Answer these from the excerpt on financial stress shock transmission:
(a) Which economies does the analysis include?
(b) What period does the analysis cover?
(c) Which approach should future studies take into account to observe shock transmission across bearish, bullish, and moderate quantiles?

:: Selected excerpt ::
=== Begin Enclosure ===
This research article explains the time-varying financial stress-based shock transmission mechanism between developing and developed financial systems amid TPU and GPR shocks. Future studies should take into account the role of developed and developing economies’ financial stress in transmitting shocks to the macroeconomic policy uncertainty of oil-exporting and oil-importing economies. Furthermore, future studies should also take into account the quantile domain VAR approach in order to observe the shock transmission mechanism across bearish, bullish, and moderate quantiles.

Study Limitations

One of the limitations of this study is connected with the data availability constraints, as the analysis on financial stress shock transmission incorporates a limited set of developed and emerging economies, i.e., China, the European Union (EU), Japan, the United States and the United Kingdom. Therefore, this restricts the broader generalizability of the results across the full spectrum of global financial systems because we did not include the major oil-importing emerging economies, i.e., GCC region. This limitation is generally due to the unavailability of global aggregate financial stress indices for the majority of the emerging and developed financial systems rather than a conceptual shortcoming of the research design. However, our selection of emerging and developed economies for observing financial stress domain shock transmission is also consistent with the study design in (Chen et al. 2025; Vespignani 2015), as these studies emphasize equity market volatility shocks and monetary policy shock transmission among U.S., China, Japan and EU. Furthermore, this research article only observes financial stress domain shock transmission for the period from January 2010 to September 2023. This is because aggregated financial stress indices for the selected developed and developing financial systems are only available for this specific timeframe. One of the benefits of exploring the time-varying financial stress-based shock spillovers during this time is to capture the fluctuations in spillovers amid trade and geopolitical risk events such as the U.S. trade restrictions on Chinese solar panels, Brexit, the heightened trade uncertainty following the U.S. presidential elections, COVID-19, the Russia–Ukraine war and the SVB implosion. However, this timeframe (January 2010 to September 2023) does not cover earlier crisis episodes such as the 2007–2008 global economic turmoil and the 1998–2000 Asian financial crisis. Nevertheless, the selected sample period remains sufficiently extensive to provide robust inference regarding contemporary interconnectedness patterns and evolving cross-border spillovers in the post-crisis era. Overall, these limitations are largely data-driven rather than methodological weaknesses.
=== End Enclosure ===
Items listed in a dataset:
=== Begin Enclosure ===
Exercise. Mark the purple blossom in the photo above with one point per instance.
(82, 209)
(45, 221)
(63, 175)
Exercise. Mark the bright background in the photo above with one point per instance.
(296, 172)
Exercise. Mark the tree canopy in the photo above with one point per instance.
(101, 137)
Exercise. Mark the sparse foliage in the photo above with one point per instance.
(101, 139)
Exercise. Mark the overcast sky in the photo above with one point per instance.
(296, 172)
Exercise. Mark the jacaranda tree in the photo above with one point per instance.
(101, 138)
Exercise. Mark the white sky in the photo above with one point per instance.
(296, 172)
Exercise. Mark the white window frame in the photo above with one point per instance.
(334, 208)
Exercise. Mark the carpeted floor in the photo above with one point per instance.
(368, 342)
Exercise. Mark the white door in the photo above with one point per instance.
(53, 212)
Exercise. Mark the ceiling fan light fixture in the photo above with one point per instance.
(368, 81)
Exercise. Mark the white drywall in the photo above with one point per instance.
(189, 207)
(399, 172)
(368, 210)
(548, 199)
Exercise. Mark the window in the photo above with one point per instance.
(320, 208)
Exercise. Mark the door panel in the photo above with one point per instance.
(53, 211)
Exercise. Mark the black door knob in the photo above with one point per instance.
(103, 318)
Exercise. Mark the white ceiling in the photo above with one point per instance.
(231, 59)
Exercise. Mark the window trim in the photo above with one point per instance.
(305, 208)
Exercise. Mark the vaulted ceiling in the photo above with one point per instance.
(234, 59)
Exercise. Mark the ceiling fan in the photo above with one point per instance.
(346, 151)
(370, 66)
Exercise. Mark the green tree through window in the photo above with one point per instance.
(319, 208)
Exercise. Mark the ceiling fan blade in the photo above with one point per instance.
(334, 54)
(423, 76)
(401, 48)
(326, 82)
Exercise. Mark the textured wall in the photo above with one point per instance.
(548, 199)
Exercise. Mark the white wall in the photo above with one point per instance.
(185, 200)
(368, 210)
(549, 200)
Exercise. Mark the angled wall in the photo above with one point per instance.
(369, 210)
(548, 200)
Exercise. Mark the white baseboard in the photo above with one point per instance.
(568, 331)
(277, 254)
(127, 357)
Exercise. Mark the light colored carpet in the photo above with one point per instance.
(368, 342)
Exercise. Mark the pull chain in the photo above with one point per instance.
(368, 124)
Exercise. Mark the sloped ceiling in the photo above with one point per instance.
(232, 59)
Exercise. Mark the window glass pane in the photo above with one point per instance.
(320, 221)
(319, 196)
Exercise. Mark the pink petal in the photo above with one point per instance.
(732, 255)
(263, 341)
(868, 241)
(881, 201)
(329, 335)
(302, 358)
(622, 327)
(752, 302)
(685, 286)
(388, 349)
=== End Enclosure ===
:: Result ::
(a) China, the European Union (EU), Japan, the United States and the United Kingdom.
(b) January 2010 to September 2023.
(c) The quantile domain VAR approach.